Diffusion tensor MRI was used to evaluate the effects of cerebral white matter (WM) injury on subsequent microstructural brain development in 20 premature infants studied at Children’s Hospital, Harvard Medical School, Boston, MA. Cerebral WM injury identified by conventional MRI within the first 3 weeks of life in 10 infants was examined by diffusion tensor MRI at term. Relative anisotropy (RA), a measure of preferred directionality of perfusion (and dependent on axonal and oligodendroglial development) was 25% lower in central WM, the site of the original injury, and 20% lower in the internal capsule that carries fibers from the injured WM. Diffusion vector maps showed alterations in the microstructure of the damaged WM and descending fiber tracts. [1]

COMMENT. Perinatal cerebral white matter injury may result in both an immediate local tissue destruction and a subsequent impairment of brain development affecting fiber tracts and distal structures. These late effects of injury could reflect a Wallerian degeneration in the posterior limb of the internal capsule and a maldevelopment of axonal-oligodendroglial structures. They may explain the MRI finding of asymmetrical hypomyelination of the internal capsule and hemiplegia as sequelae of perinatal ventricular hemorrhage.

--

__PARTS OF THE EXERCISE__.
a – Retype the passage on white matter injury in premature infants from "COMMENT. Perinatal cerebral" up to and including "perinatal ventricular hemorrhage.".
b – Continue the passage on white matter injury in premature infants from where it stops.

[Collected data entries]
--

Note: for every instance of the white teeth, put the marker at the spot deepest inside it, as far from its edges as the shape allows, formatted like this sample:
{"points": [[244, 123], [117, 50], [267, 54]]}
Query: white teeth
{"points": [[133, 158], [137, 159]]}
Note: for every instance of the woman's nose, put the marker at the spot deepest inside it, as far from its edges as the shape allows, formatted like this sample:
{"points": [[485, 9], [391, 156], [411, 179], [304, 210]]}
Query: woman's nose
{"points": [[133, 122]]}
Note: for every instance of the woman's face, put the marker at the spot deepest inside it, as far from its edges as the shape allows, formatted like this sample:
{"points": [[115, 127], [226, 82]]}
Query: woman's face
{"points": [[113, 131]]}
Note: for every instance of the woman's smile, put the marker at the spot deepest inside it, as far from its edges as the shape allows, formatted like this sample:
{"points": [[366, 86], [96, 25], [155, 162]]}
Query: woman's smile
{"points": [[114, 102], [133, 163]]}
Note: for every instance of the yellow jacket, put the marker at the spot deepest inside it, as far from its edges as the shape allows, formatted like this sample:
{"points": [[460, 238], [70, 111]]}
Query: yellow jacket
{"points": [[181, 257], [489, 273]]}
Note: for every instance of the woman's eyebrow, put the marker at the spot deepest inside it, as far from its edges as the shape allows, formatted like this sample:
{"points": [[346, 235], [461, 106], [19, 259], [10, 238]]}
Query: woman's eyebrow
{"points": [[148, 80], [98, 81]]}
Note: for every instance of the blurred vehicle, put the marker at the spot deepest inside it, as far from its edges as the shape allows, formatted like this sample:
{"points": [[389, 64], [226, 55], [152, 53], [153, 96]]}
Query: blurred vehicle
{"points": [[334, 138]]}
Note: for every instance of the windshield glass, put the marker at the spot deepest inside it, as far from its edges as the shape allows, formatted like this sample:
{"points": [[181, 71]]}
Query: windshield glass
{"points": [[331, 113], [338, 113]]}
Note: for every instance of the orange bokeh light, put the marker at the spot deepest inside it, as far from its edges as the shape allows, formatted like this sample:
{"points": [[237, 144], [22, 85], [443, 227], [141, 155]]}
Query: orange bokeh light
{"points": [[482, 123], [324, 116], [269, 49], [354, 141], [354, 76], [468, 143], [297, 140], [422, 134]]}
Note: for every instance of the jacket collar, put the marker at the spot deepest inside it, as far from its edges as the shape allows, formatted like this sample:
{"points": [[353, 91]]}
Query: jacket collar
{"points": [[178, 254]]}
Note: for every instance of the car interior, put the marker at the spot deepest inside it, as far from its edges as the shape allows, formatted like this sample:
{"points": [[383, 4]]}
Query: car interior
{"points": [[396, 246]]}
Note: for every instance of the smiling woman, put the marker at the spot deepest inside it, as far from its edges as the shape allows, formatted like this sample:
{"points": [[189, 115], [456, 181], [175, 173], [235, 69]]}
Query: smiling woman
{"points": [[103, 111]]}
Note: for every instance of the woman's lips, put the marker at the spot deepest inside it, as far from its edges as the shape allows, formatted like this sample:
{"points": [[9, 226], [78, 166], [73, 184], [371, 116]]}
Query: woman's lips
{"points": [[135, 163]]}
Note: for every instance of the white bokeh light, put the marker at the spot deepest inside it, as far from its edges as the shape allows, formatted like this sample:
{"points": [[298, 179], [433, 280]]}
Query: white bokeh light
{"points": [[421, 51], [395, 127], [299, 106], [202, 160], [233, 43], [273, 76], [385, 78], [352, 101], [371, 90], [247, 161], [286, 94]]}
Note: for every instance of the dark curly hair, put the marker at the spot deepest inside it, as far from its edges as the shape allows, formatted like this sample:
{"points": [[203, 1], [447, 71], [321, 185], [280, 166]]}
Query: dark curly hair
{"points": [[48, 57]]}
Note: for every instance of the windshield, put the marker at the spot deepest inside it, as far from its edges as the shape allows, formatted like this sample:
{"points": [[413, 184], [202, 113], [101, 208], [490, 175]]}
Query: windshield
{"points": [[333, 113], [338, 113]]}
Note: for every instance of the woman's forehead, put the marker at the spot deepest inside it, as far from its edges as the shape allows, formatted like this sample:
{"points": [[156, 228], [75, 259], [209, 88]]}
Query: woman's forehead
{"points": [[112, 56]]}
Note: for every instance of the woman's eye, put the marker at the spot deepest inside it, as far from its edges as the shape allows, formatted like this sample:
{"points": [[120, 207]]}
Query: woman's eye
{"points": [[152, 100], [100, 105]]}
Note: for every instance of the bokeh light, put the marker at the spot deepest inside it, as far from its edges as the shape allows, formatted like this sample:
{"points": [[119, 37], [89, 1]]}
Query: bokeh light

--

__RESULTS IN ORDER__.
a –
COMMENT. Perinatal cerebral white matter injury may result in both an immediate local tissue destruction and a subsequent impairment of brain development affecting fiber tracts and distal structures. These late effects of injury could reflect a Wallerian degeneration in the posterior limb of the internal capsule and a maldevelopment of axonal-oligodendroglial structures. They may explain the MRI finding of asymmetrical hypomyelination of the internal capsule and hemiplegia as sequelae of perinatal ventricular hemorrhage.

b –
Dissociated cortical motor reorganization following brain injury. Differences in interhemispheric organization of sensory and motor pathways in cerebral palsy (CP) have been studied, using transcranial magnetic stimulation (TMS) and functional magnetic resonance imaging (fMRI), in 7 subjects with hemiplegic CP (ages 15-57 years) at the University of Western Australia and the Princess Margaret Hospital for Children, Nedlands and Subiaco, Australia [2]. Normal contralateral motor and sensory projections were demonstrated between the unaffected hand and the cerebral hemisphere. Passive movement of the affected hand caused fMRI contralateral activation, whereas TMS indicated either an ipsilateral projection or asymmetrical bilateral projection. Some of the motor dysfunction in the affected hand in CP may be due to a dissociation between sensory and motor representations in cortical reorganization.